***** Trecho original

Lula é mais teatro que ação, diz intelectual

FERNANDO RODRIGUES
da Folha de S.Paulo, em Brasília

Estudioso dos políticos e das classes trabalhadoras, o cientista político Leôncio Martins Rodrigues, 69, vê um "descompasso" entre a "capacidade teatral" e a "capacidade de execução" do presidente Luiz Inácio Lula da Silva, mas ressalva que ainda é muito cedo para julgamentos definitivos: "Apenas julgo que muito do que se propõe não sairá do papel".

Comunista de orientação trotskista na juventude, Leôncio hoje se autoclassifica como "um liberal no sentido dado ao termo nos Estados Unidos, não com a conotação pejorativa empregada aqui à expressão neoliberal". Ao analisar o primeiro mês do governo Lula, acredita que o PT seguiu o único caminho possível ao fazer acordos à direita, com políticos como José Sarney (PMDB-AP): "A esquerda mais radical imagina, ingenuamente, que segmentos dominantes da sociedade ficariam assistindo, de braços cruzados, Lula levar o país para a esquerda".

Leôncio vê "elementos de semelhança" entre o relacionamento de Lula com o Congresso e aquele mantido por Fernando Henrique Cardoso. "Eu acho até que Lula tem condições de montar um rolo compressor mais forte que do que o PT e a oposição acusavam o Fernando Henrique de fazer."

Para o cientista político, a figura do presidente da República tem se sobreposto à imagem do governo -"entre os pobres, tem sido tratado como um Padim Ciço"- a exemplo do que ocorreu com Fernando Collor de Mello (90-92).

"O Collor começou se sobrepondo aos partidos e ao Congresso e acabou mal. Claro que o Lula não é o Collor, mas estou constatando o fato: há uma sobrevalorização da figura do Lula. Por enquanto é um fato a constatar e observar seu desenvolvimento." A seguir, trechos da entrevista:

Folha - Qual é a sua avaliação sobre o novo Congresso? É melhor ou pior do que o anterior?

**********
***** Dados fornecidos

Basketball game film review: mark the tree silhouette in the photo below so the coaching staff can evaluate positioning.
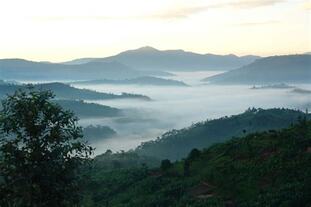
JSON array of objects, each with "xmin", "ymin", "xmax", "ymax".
[{"xmin": 0, "ymin": 88, "xmax": 93, "ymax": 207}]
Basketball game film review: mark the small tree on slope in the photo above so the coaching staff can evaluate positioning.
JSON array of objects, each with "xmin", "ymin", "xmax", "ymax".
[{"xmin": 0, "ymin": 88, "xmax": 93, "ymax": 207}]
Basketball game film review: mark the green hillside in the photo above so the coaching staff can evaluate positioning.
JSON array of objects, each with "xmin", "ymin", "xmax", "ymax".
[
  {"xmin": 84, "ymin": 119, "xmax": 311, "ymax": 207},
  {"xmin": 135, "ymin": 109, "xmax": 304, "ymax": 160}
]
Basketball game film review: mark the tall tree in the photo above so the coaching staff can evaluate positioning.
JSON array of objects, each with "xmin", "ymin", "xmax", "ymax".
[{"xmin": 0, "ymin": 88, "xmax": 93, "ymax": 207}]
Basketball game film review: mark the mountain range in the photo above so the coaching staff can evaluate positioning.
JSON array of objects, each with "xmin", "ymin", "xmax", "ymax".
[
  {"xmin": 64, "ymin": 46, "xmax": 260, "ymax": 71},
  {"xmin": 203, "ymin": 55, "xmax": 311, "ymax": 84},
  {"xmin": 73, "ymin": 76, "xmax": 188, "ymax": 86},
  {"xmin": 0, "ymin": 59, "xmax": 171, "ymax": 81}
]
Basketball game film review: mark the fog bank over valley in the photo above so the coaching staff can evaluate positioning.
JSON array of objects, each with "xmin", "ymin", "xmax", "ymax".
[{"xmin": 72, "ymin": 71, "xmax": 311, "ymax": 153}]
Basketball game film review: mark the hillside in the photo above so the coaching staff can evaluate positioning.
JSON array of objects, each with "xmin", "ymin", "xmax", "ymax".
[
  {"xmin": 73, "ymin": 76, "xmax": 187, "ymax": 86},
  {"xmin": 67, "ymin": 46, "xmax": 259, "ymax": 71},
  {"xmin": 84, "ymin": 120, "xmax": 311, "ymax": 207},
  {"xmin": 135, "ymin": 109, "xmax": 310, "ymax": 160},
  {"xmin": 0, "ymin": 82, "xmax": 150, "ymax": 100},
  {"xmin": 203, "ymin": 55, "xmax": 311, "ymax": 84},
  {"xmin": 0, "ymin": 59, "xmax": 169, "ymax": 81}
]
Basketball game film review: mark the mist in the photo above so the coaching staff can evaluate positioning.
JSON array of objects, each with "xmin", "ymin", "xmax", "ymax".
[{"xmin": 73, "ymin": 71, "xmax": 311, "ymax": 154}]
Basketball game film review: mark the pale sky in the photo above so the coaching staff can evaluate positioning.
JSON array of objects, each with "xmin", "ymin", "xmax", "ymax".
[{"xmin": 0, "ymin": 0, "xmax": 311, "ymax": 62}]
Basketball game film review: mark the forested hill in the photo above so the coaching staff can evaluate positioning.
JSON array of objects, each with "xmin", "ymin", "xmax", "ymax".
[
  {"xmin": 204, "ymin": 55, "xmax": 311, "ymax": 84},
  {"xmin": 85, "ymin": 119, "xmax": 311, "ymax": 207},
  {"xmin": 0, "ymin": 82, "xmax": 150, "ymax": 100},
  {"xmin": 135, "ymin": 109, "xmax": 305, "ymax": 160}
]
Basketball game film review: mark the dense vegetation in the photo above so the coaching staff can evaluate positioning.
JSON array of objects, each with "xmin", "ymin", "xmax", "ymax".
[
  {"xmin": 0, "ymin": 82, "xmax": 150, "ymax": 100},
  {"xmin": 204, "ymin": 55, "xmax": 311, "ymax": 84},
  {"xmin": 85, "ymin": 119, "xmax": 311, "ymax": 207},
  {"xmin": 135, "ymin": 109, "xmax": 304, "ymax": 160},
  {"xmin": 0, "ymin": 90, "xmax": 93, "ymax": 207}
]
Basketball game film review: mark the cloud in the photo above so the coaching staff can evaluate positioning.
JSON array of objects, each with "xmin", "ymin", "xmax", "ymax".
[
  {"xmin": 32, "ymin": 0, "xmax": 288, "ymax": 21},
  {"xmin": 235, "ymin": 20, "xmax": 280, "ymax": 27},
  {"xmin": 148, "ymin": 0, "xmax": 285, "ymax": 19},
  {"xmin": 224, "ymin": 0, "xmax": 285, "ymax": 9},
  {"xmin": 302, "ymin": 1, "xmax": 311, "ymax": 11}
]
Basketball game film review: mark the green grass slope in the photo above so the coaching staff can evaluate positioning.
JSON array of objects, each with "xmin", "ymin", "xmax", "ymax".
[
  {"xmin": 135, "ymin": 109, "xmax": 304, "ymax": 160},
  {"xmin": 84, "ymin": 120, "xmax": 311, "ymax": 207}
]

**********

Instrução ::
Copie do texto sobre o governo Lula a passagem entre "Para o cientista" e "de Mello (90-92).", inclusive.

Resposta completa ::
Para o cientista político, a figura do presidente da República tem se sobreposto à imagem do governo -"entre os pobres, tem sido tratado como um Padim Ciço"- a exemplo do que ocorreu com Fernando Collor de Mello (90-92).